== Data entries

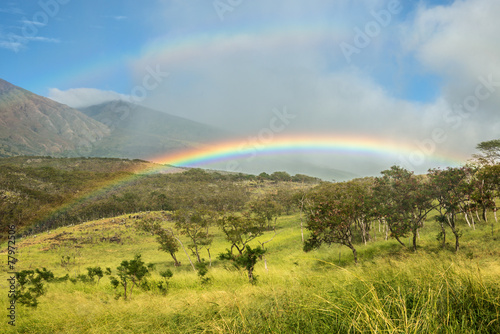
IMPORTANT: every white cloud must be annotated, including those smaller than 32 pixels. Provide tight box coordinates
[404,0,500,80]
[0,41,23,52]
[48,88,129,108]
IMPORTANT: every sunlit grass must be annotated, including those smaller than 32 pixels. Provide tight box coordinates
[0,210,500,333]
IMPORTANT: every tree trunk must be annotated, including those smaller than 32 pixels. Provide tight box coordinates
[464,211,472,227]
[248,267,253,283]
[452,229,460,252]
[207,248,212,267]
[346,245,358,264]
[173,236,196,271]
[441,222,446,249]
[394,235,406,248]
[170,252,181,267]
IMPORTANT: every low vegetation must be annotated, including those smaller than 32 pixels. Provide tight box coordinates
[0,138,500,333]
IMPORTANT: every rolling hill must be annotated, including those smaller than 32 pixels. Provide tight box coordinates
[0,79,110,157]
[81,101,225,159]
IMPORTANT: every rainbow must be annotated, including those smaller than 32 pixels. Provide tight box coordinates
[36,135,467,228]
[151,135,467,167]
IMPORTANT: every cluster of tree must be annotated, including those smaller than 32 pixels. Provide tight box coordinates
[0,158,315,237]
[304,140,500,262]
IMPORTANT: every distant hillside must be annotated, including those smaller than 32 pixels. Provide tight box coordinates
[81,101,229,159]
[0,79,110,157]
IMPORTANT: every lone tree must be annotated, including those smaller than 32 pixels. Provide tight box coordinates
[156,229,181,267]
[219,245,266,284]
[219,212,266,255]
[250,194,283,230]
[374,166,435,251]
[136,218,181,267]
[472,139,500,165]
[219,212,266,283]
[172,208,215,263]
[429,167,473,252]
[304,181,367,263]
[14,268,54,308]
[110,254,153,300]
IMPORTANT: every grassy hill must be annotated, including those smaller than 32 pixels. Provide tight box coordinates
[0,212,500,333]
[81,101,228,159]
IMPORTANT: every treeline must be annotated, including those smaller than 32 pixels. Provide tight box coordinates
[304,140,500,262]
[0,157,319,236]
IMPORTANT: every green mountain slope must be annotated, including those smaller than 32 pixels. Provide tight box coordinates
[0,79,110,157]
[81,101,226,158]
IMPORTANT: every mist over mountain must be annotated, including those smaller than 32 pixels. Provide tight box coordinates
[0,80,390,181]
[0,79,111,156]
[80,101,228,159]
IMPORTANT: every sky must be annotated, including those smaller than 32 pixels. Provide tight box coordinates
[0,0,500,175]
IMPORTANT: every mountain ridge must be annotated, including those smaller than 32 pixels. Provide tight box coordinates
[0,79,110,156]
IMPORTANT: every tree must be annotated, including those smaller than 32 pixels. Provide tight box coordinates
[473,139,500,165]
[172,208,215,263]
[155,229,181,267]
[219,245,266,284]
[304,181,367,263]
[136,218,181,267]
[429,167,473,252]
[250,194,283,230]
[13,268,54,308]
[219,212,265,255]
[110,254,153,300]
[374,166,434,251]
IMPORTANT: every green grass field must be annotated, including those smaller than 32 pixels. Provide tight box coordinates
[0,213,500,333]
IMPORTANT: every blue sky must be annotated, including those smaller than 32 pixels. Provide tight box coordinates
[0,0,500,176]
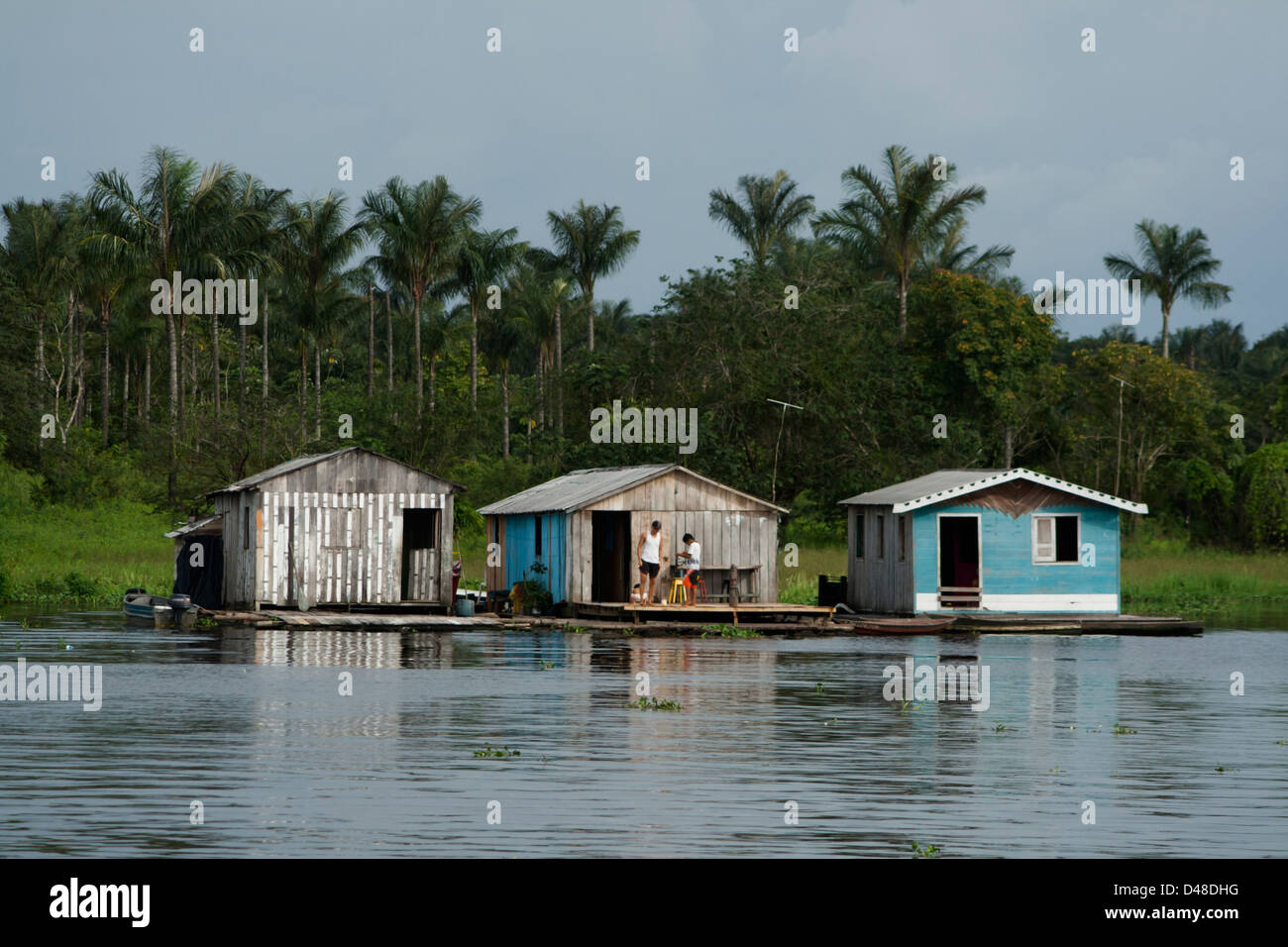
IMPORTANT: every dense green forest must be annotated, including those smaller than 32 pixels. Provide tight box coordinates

====

(Problem details): Reproduce verbatim every line from the one containing "IMPORTANT: every mist" down to the last line, with both ends included. Omit the pictures from your reproduction.

(Reply to the exercise):
IMPORTANT: every mist over mountain must be annotated, including those smaller than 32 pixels. Provide tight box coordinates
[0,80,390,181]
[0,79,111,156]
[80,101,228,159]
IMPORTANT: every sky must be annotated, including those smaller than 32 pixels. Provide tight box coordinates
[0,0,500,175]
IMPORTANT: every mountain ridge must be annotated, including those smaller than 32 pixels. Provide tight box coordinates
[0,79,110,156]
IMPORTANT: every tree must be annotated, including those smaller than 32 pixels. Provide tight box coordinates
[473,139,500,165]
[172,208,215,263]
[155,229,181,267]
[219,245,266,284]
[304,181,367,263]
[136,218,181,267]
[429,167,473,252]
[250,194,283,230]
[13,268,54,308]
[219,212,265,255]
[110,254,153,300]
[374,166,434,251]
IMPORTANT: every green grass field must be annotated, including those smaller than 32 pixels. Provide tight box coordinates
[0,213,500,333]
IMPORTANT: every blue sky must be annotated, including those smaller than 32 pixels. Provide tight box coordinates
[0,0,500,176]
IMPORTANT: every dense green forest must be annotated, including those smaller than 32 pixels. Provide tight box coordinates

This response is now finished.